The Texas abortion ban went into effect today after the Supreme Court ignored a request by abortion rights groups to act on blocking new law. The action prohibits the majority of procedures that occur within the state.

According to the legislation passed in Texas, abortions can no longer take place after six weeks of pregnancy. Called a “near-total” abortion ban, many clinics in Texas are expected to close since 85-90% of abortion procedures performed occur after six weeks, according to Reuters. Six weeks is also way before most women are even aware that they are pregnant.

The Texas ban is the most restrictive law ever passed in the country to be enforced. It greatly reduces a woman’s right to choose. Abortion legislation this impactful has not been passed since Roe v. Wade in 1973, which legalized abortion nationwide.

The new state law, which also doesn’t allow for exceptions in cases of rape or incest, enables private citizens to sue abortion clinics if they’re found to be providing abortions past the six-week limit. In order to sue, the person doesn’t even have to be involved or connected to the case in any way, and they can also indict anyone who aided the woman. This means those who drove the woman to the clinic or provided the financial means to afford the procedure.

Data section:
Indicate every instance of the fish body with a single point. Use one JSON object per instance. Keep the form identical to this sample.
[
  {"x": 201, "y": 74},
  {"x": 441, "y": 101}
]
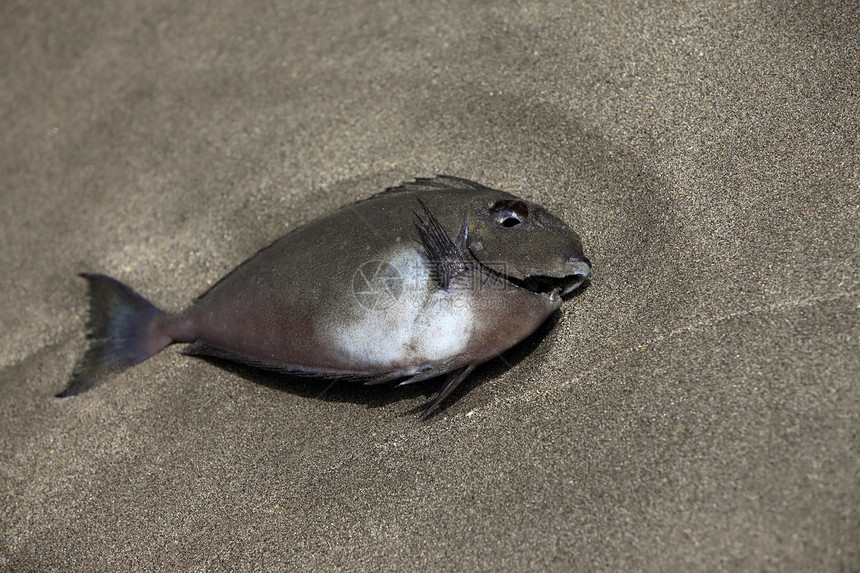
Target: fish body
[{"x": 432, "y": 277}]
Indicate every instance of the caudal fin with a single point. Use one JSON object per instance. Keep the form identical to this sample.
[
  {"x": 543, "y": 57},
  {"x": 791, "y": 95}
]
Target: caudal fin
[{"x": 122, "y": 330}]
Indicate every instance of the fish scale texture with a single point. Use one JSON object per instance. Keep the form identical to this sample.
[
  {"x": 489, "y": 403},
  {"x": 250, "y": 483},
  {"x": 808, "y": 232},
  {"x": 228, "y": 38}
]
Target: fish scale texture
[{"x": 696, "y": 408}]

Problem set:
[A] Do these statements agree with the article on the Texas abortion ban? Answer yes or no for each, quoting the words that decide it. (i) The law makes exceptions for cases of rape or incest. (ii) A private citizen must be connected to the case in order to sue. (iii) Roe v. Wade legalized abortion nationwide in 1973.
[B] According to Reuters as cited in the article on the Texas abortion ban, what share of abortion procedures occur after six weeks?
Rely only on the article on the Texas abortion ban, not on the rows.

Solution set:
[A]
(i) No: "doesn’t allow for exceptions in cases of rape or incest"
(ii) No: "the person doesn’t even have to be involved or connected to the case in any way"
(iii) Yes: "Roe v. Wade in 1973, which legalized abortion nationwide"

[B] 85-90% of abortion procedures performed occur after six weeks.